Task prompt
Copy the part of the data that starts at the line containing "Expected: one point per instance of the white race" and ends with the line containing "point(29, 293)", word for word. Include both of those lines and nothing else.

— Begin Supplied records —

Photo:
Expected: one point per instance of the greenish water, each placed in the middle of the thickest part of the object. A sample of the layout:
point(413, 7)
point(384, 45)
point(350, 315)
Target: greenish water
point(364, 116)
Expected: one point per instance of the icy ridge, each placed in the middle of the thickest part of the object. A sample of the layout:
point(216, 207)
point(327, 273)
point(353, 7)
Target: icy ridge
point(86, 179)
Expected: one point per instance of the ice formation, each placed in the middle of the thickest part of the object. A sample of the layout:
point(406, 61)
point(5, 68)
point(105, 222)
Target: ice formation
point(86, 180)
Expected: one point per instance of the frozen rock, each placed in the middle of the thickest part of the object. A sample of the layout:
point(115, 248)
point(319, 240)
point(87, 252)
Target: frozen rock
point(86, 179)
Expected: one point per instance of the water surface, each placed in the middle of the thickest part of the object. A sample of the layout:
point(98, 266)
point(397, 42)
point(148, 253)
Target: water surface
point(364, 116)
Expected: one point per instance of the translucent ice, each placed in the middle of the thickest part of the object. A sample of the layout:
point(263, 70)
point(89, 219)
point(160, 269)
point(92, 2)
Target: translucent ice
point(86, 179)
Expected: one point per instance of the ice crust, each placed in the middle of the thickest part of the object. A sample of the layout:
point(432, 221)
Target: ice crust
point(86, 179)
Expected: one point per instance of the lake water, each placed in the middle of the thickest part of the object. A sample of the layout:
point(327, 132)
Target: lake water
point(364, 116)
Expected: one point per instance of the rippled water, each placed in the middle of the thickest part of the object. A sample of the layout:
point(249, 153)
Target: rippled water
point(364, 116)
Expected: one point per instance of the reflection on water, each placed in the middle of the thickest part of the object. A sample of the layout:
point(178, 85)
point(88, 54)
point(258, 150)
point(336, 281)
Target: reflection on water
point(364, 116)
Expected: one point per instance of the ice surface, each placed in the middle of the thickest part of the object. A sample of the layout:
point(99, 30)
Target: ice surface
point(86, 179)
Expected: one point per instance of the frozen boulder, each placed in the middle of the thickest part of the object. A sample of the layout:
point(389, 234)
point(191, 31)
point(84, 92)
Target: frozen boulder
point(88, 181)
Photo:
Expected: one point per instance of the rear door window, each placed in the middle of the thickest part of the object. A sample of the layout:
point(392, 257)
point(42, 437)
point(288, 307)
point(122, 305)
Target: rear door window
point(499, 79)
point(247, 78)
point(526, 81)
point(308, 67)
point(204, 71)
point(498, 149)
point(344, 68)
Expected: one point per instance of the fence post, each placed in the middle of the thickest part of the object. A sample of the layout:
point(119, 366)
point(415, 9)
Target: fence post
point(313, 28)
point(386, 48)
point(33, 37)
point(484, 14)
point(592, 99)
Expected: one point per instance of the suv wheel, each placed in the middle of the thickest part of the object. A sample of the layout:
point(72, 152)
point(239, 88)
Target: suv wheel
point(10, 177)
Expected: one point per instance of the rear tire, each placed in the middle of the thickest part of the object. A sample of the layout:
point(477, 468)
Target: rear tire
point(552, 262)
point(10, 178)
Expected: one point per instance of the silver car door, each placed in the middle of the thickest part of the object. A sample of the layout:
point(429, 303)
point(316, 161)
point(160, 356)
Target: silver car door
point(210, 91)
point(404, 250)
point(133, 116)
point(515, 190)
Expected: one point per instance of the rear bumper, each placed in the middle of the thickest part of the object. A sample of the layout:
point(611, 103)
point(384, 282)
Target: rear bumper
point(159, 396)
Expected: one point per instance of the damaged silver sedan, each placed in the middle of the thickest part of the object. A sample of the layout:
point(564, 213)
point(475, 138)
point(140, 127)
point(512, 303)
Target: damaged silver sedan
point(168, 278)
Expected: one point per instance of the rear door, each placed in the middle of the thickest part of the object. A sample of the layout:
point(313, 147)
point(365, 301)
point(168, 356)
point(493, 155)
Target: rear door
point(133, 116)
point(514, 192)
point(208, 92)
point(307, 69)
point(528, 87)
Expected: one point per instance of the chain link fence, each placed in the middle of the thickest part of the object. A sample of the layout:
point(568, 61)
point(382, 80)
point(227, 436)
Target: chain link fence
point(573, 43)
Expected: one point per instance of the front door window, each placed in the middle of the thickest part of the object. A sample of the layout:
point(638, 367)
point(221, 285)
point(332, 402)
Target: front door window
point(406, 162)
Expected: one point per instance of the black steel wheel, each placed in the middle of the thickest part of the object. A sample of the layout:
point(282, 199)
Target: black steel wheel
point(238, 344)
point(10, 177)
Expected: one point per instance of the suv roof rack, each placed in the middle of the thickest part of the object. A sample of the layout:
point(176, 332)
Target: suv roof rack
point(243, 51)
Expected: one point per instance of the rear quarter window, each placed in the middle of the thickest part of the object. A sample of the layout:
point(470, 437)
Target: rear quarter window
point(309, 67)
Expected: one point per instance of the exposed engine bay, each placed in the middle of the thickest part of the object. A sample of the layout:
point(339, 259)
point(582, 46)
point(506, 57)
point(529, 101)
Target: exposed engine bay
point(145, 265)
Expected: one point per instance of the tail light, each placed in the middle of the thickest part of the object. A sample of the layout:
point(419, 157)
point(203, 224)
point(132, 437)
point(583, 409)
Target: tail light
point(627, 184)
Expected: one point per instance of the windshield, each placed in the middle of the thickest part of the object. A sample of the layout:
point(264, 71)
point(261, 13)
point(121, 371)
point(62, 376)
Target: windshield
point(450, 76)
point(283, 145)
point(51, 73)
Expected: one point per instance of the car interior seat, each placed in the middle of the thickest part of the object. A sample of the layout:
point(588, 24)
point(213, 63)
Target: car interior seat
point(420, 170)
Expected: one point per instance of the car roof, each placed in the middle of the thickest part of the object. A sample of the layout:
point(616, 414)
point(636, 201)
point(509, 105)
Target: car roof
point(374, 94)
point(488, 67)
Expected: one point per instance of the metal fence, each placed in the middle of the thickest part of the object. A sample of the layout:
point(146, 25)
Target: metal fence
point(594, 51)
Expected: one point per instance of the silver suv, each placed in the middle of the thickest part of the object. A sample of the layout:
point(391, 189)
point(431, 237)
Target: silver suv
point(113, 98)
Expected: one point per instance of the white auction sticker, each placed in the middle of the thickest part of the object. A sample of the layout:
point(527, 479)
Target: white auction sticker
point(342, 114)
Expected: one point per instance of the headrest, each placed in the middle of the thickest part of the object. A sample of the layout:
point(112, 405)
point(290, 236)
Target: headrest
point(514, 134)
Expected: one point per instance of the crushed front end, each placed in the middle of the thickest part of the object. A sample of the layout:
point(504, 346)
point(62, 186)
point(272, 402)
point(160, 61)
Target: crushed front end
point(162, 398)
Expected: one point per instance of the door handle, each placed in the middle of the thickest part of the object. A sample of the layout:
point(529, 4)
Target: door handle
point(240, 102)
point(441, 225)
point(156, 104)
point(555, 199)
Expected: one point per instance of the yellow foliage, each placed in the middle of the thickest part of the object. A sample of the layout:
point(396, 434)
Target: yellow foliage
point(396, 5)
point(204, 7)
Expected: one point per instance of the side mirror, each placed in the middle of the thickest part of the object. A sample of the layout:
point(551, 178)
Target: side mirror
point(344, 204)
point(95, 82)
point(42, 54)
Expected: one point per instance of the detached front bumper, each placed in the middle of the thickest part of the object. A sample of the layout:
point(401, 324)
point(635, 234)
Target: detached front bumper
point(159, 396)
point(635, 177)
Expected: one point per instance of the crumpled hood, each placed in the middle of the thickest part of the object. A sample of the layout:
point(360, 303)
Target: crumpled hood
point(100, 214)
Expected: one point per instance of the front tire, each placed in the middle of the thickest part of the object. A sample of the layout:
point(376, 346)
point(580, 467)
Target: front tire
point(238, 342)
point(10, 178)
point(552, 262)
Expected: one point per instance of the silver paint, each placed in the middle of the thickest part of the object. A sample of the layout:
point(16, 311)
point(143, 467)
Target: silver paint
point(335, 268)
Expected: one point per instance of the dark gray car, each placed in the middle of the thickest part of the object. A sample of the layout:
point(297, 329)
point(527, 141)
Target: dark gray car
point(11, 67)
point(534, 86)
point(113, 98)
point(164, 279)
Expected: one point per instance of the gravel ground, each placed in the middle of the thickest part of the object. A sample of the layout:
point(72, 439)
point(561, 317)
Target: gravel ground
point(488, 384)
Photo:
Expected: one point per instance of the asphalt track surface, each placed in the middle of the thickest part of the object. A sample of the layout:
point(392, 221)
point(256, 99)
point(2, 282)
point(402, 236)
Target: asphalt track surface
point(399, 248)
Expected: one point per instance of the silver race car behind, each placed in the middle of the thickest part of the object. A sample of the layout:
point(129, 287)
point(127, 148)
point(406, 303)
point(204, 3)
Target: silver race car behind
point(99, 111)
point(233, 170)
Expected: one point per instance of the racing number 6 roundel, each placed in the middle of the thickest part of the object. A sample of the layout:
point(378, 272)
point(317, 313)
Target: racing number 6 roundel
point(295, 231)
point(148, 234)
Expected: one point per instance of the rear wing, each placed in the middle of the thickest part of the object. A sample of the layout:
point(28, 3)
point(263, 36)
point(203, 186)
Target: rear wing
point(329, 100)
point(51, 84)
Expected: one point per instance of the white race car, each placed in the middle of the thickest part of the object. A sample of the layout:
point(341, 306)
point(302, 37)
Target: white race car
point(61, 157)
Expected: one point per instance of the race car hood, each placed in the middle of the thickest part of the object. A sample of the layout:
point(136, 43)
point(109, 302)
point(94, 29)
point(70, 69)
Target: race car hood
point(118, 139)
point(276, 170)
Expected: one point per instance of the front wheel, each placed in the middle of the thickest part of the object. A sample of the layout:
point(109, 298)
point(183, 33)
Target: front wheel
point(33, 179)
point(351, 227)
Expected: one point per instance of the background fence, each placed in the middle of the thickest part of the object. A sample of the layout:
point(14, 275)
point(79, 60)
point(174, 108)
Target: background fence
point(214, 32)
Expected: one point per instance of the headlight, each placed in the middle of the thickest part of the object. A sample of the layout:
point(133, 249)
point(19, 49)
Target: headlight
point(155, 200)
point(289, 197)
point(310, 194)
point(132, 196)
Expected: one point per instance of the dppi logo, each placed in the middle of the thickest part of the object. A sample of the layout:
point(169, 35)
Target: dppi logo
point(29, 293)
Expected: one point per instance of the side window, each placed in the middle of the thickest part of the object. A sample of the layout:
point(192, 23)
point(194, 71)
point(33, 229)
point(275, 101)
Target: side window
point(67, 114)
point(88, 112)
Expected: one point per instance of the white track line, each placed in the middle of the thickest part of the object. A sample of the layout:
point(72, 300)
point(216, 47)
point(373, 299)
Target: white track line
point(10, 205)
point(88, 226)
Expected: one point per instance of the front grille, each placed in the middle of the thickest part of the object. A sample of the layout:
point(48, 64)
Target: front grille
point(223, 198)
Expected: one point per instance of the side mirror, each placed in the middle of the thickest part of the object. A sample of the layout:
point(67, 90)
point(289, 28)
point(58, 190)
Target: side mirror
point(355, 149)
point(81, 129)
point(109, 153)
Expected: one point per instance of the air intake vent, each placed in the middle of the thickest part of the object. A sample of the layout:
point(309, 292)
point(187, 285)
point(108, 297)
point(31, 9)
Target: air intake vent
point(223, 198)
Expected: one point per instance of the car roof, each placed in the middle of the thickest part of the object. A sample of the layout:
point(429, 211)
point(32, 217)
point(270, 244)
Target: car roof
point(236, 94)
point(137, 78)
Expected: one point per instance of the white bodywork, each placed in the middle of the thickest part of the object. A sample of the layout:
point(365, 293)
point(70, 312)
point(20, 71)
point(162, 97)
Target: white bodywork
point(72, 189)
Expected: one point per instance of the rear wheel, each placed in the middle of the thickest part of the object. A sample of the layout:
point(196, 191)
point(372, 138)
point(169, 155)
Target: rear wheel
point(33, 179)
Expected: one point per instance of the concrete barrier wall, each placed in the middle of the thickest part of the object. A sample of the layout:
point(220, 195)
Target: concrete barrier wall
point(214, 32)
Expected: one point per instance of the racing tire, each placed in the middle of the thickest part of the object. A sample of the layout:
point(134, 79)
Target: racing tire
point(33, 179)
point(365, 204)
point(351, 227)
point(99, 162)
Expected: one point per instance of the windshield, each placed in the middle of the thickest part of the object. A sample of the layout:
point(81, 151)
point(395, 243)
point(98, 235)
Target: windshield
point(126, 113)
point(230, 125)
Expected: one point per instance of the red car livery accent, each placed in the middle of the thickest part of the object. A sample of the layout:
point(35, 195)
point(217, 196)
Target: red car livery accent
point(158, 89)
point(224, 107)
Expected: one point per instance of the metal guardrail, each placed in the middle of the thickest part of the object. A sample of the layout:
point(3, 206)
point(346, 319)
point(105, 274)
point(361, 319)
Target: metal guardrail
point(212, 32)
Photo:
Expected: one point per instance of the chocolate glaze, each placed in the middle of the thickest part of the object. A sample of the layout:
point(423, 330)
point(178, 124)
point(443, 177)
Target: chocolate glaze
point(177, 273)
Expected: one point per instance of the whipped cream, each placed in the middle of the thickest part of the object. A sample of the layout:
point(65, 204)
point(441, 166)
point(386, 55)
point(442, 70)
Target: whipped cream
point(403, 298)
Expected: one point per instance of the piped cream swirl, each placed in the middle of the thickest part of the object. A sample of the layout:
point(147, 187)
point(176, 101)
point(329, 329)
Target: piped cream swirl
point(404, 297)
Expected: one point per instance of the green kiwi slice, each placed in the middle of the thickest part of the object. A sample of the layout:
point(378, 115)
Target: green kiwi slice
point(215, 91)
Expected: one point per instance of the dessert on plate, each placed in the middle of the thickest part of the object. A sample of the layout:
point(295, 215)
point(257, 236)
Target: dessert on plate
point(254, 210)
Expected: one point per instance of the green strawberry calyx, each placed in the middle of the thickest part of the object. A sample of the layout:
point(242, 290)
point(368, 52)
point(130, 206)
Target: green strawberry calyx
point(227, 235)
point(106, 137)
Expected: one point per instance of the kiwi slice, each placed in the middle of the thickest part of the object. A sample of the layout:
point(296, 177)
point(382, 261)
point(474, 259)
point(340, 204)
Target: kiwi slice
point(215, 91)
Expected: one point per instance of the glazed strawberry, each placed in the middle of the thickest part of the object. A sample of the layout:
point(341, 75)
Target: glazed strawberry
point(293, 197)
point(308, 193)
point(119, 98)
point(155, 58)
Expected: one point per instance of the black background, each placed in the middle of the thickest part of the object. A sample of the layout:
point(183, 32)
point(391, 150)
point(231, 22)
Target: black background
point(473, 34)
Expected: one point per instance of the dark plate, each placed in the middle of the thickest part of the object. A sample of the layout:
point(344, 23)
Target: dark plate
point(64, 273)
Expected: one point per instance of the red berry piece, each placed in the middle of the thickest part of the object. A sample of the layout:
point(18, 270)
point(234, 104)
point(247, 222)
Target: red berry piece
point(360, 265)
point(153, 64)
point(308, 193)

— End Supplied records —

Written response
Expected: one point per instance of the white race car, each placed in the middle of the thickest part of the object. A sample of the layout:
point(341, 306)
point(302, 37)
Target: white race car
point(61, 157)
Expected: one point per instance of the race car hood, each placed in the middle of the thickest part of the object. A sample of the layout:
point(136, 43)
point(109, 302)
point(94, 29)
point(70, 69)
Target: race car hood
point(118, 139)
point(276, 170)
Expected: one point per instance of the front wheel, each placed in the middle of the thickest part of the object. A sample of the layout:
point(109, 298)
point(183, 33)
Target: front wheel
point(33, 179)
point(351, 227)
Expected: one point per instance of the background fence, each placed in the middle of the thickest part of the object. A sample of the layout:
point(14, 275)
point(79, 60)
point(174, 108)
Target: background fence
point(214, 32)
Expected: one point per instance of the headlight, each placed in the middle of the thickest part of the object. A sample of the layout:
point(133, 249)
point(19, 49)
Target: headlight
point(155, 200)
point(289, 197)
point(310, 194)
point(132, 196)
Expected: one point per instance of the dppi logo, each placed in the middle of the thickest part of the object. A sample of the layout:
point(169, 35)
Target: dppi logo
point(29, 293)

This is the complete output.